>> START Quoted text

Ask the average Israeli about The Wall and they will quickly tell you, “Once we put up the wall, the suicide attacks stopped.” And for most, this simple correlation is enough to justify its existence.

The problem is, of course, that the wall had nothing to do with this.

Part I — Security Theater

As anyone who has ever conducted research knows, correlation does not equal causation. In the case of the wall, there are several other factors that are responsible for the decline in violence is easily demonstrable.

First, the wall could not possibly have stopped terrorist bombers. It is currently only 60% complete and was only about 20% complete when significant decline in bombings occurred. Today 40% of the planned barrier is as yet un-built. The seams between constructed portions are up to 30km wide in some places. The idea that terrorists motivated and willing enough to build kilometer long tunnels under the Israeli border from Gaza but could not easily find their way across the porous borders along the West Bank is absurd on its face. Freelance journalist Ben White noted that, “the security fence is no longer mentioned as the major factor in preventing suicide bombings, mainly because the terrorists have found ways to bypass it.”

>> END Quoted text

## Written problem A
According to the essay on the wall, roughly what percentage of the wall was complete when the significant decline in bombings occurred?

>> START Input material

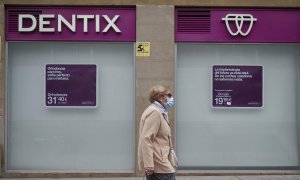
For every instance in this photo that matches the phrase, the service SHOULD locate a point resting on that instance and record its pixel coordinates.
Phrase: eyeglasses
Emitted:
(169, 95)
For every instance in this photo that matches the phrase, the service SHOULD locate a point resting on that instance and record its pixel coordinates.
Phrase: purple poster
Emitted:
(237, 86)
(71, 85)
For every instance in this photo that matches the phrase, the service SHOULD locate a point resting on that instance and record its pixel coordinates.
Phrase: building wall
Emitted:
(155, 24)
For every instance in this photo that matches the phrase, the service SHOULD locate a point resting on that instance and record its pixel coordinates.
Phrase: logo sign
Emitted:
(69, 85)
(45, 21)
(240, 21)
(59, 23)
(143, 49)
(237, 86)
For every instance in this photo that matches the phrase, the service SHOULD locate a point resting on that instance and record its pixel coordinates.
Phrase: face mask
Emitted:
(169, 103)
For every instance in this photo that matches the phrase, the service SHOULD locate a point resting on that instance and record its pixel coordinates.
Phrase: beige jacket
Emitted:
(153, 148)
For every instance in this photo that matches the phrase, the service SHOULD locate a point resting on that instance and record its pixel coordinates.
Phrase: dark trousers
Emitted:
(161, 176)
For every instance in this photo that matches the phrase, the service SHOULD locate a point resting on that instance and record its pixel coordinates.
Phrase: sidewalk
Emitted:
(266, 177)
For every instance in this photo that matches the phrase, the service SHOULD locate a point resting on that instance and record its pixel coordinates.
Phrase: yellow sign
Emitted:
(143, 49)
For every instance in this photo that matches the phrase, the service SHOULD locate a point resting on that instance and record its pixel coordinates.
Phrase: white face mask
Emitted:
(169, 103)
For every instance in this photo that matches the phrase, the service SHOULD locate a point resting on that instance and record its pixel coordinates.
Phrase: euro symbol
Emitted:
(239, 20)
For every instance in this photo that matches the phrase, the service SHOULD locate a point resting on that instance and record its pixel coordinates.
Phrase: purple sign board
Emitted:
(237, 25)
(71, 85)
(70, 23)
(237, 86)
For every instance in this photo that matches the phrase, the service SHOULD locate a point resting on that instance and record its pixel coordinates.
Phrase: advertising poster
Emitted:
(72, 85)
(237, 86)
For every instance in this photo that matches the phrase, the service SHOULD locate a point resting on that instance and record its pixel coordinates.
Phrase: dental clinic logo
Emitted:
(240, 21)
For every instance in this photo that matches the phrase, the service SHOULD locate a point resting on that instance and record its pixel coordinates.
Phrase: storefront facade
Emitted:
(76, 79)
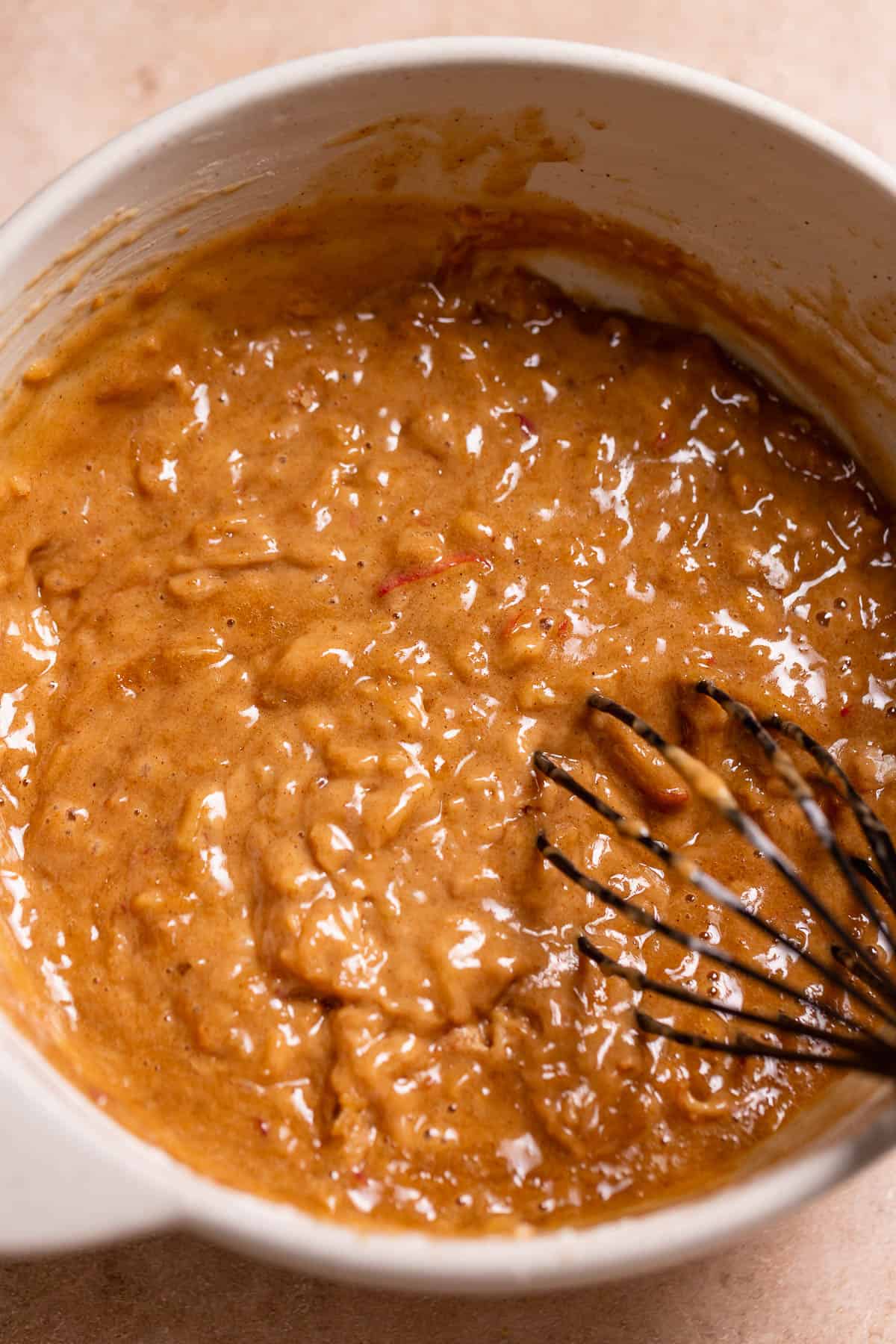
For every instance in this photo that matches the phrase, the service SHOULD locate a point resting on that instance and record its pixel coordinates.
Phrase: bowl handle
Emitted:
(60, 1187)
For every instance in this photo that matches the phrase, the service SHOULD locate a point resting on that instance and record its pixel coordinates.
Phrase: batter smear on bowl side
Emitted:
(301, 566)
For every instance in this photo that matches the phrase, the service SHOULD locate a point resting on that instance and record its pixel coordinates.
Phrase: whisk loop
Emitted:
(836, 1036)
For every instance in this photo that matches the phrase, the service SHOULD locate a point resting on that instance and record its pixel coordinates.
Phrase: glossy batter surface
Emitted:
(294, 585)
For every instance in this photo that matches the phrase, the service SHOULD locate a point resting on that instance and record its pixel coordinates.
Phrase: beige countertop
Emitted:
(70, 77)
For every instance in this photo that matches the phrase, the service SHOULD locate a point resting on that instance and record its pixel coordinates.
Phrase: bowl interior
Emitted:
(706, 206)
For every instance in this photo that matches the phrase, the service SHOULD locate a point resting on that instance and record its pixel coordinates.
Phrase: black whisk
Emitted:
(862, 1034)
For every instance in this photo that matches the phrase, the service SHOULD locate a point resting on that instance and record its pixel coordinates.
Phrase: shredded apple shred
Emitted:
(302, 562)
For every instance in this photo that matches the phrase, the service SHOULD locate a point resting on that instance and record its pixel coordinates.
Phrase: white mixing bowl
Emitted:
(797, 221)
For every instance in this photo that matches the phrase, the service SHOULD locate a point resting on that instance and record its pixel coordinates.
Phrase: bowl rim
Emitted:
(567, 1257)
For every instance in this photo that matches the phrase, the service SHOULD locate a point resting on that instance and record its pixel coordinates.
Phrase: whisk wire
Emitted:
(839, 1036)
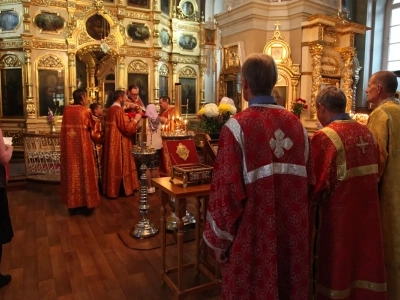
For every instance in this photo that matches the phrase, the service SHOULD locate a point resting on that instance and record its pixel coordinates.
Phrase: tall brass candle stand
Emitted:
(143, 229)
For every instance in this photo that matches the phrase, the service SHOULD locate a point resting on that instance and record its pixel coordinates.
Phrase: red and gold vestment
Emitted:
(78, 184)
(384, 122)
(258, 209)
(118, 162)
(347, 236)
(165, 164)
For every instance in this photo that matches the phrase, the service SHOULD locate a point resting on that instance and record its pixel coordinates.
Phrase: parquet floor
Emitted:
(56, 256)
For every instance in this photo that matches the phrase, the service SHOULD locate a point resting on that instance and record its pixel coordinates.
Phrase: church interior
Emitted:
(189, 50)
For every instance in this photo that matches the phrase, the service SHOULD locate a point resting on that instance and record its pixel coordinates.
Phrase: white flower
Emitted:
(211, 110)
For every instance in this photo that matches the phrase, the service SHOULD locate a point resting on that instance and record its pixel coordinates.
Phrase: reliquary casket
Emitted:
(185, 163)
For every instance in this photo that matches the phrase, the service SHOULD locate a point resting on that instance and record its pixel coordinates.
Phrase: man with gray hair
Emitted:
(346, 235)
(257, 218)
(384, 122)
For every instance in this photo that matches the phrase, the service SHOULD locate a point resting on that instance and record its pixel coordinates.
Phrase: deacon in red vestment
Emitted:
(119, 170)
(257, 218)
(166, 114)
(347, 237)
(79, 187)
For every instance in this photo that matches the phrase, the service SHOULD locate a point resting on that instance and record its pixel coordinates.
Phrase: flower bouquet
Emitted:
(213, 117)
(298, 106)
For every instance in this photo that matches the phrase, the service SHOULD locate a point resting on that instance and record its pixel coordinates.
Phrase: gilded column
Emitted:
(175, 79)
(316, 54)
(72, 75)
(347, 77)
(121, 72)
(295, 83)
(30, 105)
(156, 82)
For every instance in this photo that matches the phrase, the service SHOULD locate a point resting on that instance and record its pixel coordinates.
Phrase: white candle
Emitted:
(187, 107)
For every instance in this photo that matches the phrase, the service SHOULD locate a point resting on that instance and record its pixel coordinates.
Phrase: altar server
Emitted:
(257, 219)
(119, 171)
(78, 184)
(384, 122)
(347, 241)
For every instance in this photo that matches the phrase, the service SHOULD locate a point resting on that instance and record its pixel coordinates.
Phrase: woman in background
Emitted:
(6, 231)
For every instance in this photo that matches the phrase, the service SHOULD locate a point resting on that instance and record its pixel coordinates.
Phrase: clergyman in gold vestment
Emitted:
(119, 170)
(79, 188)
(384, 122)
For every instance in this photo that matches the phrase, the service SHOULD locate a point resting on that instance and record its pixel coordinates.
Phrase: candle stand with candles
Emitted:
(143, 229)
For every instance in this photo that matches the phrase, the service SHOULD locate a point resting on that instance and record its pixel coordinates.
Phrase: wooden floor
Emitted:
(56, 256)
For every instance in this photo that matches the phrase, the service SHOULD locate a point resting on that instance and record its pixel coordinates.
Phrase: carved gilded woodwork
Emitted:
(187, 72)
(138, 66)
(332, 57)
(330, 65)
(347, 77)
(48, 3)
(48, 45)
(316, 54)
(164, 71)
(288, 72)
(50, 61)
(10, 61)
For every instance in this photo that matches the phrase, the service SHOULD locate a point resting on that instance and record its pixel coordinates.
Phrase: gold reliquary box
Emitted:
(185, 163)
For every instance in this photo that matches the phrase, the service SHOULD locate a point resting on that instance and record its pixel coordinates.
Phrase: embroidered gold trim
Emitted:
(361, 284)
(341, 155)
(342, 173)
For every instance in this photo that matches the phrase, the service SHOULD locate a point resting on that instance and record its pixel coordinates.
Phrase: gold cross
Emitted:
(362, 144)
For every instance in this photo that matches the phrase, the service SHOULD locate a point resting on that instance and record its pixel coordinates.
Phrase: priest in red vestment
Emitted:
(257, 218)
(79, 182)
(167, 111)
(348, 260)
(119, 170)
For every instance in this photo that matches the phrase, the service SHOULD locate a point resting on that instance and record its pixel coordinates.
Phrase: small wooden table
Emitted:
(167, 190)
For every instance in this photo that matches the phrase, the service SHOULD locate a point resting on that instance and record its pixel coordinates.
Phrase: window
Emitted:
(393, 58)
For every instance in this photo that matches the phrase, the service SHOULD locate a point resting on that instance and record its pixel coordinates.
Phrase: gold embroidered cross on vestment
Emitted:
(362, 144)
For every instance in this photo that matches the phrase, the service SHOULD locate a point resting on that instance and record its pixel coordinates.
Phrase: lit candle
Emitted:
(187, 107)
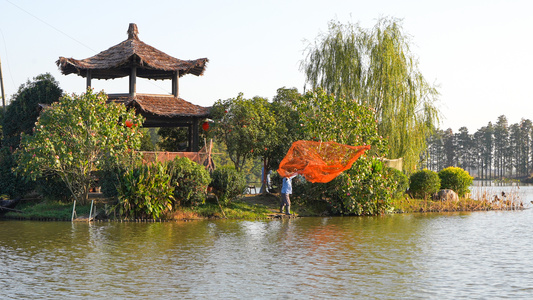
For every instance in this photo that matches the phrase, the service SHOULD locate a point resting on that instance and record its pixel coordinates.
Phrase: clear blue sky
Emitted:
(479, 53)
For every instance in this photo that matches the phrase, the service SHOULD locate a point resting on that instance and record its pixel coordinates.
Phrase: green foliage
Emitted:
(245, 127)
(456, 179)
(53, 188)
(365, 189)
(11, 185)
(228, 183)
(424, 183)
(399, 183)
(189, 181)
(78, 136)
(23, 111)
(145, 191)
(376, 67)
(324, 117)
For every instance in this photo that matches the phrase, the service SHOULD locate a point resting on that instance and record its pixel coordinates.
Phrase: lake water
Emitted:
(476, 255)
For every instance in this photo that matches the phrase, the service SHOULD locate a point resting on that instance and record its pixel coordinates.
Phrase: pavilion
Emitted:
(134, 58)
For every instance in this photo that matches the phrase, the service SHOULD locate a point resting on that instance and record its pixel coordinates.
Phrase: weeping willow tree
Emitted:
(376, 67)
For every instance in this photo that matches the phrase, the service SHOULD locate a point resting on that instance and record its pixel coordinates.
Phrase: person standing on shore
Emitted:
(286, 190)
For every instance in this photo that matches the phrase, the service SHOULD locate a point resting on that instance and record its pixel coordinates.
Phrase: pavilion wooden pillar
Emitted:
(195, 135)
(89, 78)
(133, 81)
(175, 84)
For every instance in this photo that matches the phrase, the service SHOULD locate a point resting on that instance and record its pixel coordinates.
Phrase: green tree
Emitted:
(377, 68)
(23, 111)
(245, 127)
(366, 187)
(77, 136)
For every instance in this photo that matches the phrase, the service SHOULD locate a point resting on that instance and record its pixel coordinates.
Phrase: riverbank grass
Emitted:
(255, 207)
(483, 202)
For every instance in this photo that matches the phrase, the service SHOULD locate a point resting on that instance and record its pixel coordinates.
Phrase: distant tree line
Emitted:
(495, 151)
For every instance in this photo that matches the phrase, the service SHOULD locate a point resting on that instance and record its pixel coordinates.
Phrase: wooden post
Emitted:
(195, 135)
(133, 81)
(2, 86)
(175, 84)
(88, 79)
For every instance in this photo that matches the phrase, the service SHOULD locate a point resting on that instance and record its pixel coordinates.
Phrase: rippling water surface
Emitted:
(436, 256)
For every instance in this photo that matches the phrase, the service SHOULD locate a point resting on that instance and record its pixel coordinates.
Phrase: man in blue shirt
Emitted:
(286, 190)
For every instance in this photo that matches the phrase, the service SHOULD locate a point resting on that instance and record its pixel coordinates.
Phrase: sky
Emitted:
(479, 54)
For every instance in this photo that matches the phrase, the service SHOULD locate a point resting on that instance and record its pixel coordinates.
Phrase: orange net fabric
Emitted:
(319, 161)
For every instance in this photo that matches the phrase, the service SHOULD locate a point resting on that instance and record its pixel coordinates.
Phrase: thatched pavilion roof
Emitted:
(116, 62)
(162, 110)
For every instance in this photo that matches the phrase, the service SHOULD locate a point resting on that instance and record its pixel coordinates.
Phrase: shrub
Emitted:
(456, 179)
(53, 188)
(11, 185)
(145, 191)
(424, 183)
(400, 182)
(189, 181)
(228, 183)
(365, 189)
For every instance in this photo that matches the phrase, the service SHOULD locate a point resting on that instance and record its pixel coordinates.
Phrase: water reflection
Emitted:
(455, 255)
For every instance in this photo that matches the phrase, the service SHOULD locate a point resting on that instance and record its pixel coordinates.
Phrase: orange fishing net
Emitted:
(319, 161)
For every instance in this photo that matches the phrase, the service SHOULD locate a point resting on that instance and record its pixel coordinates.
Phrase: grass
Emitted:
(482, 200)
(47, 210)
(245, 208)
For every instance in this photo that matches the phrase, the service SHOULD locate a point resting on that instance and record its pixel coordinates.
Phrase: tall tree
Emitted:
(450, 148)
(244, 126)
(77, 136)
(377, 68)
(501, 146)
(23, 111)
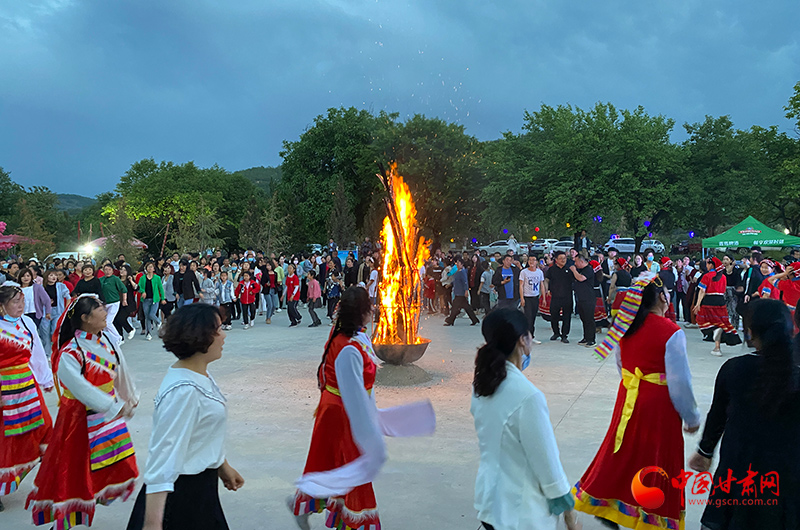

>> END Input material

## Written problem B
State how many lines of the rows contain the word "grass". Reply with the number only.

## Complete output A
About 20%.

## Complete output B
2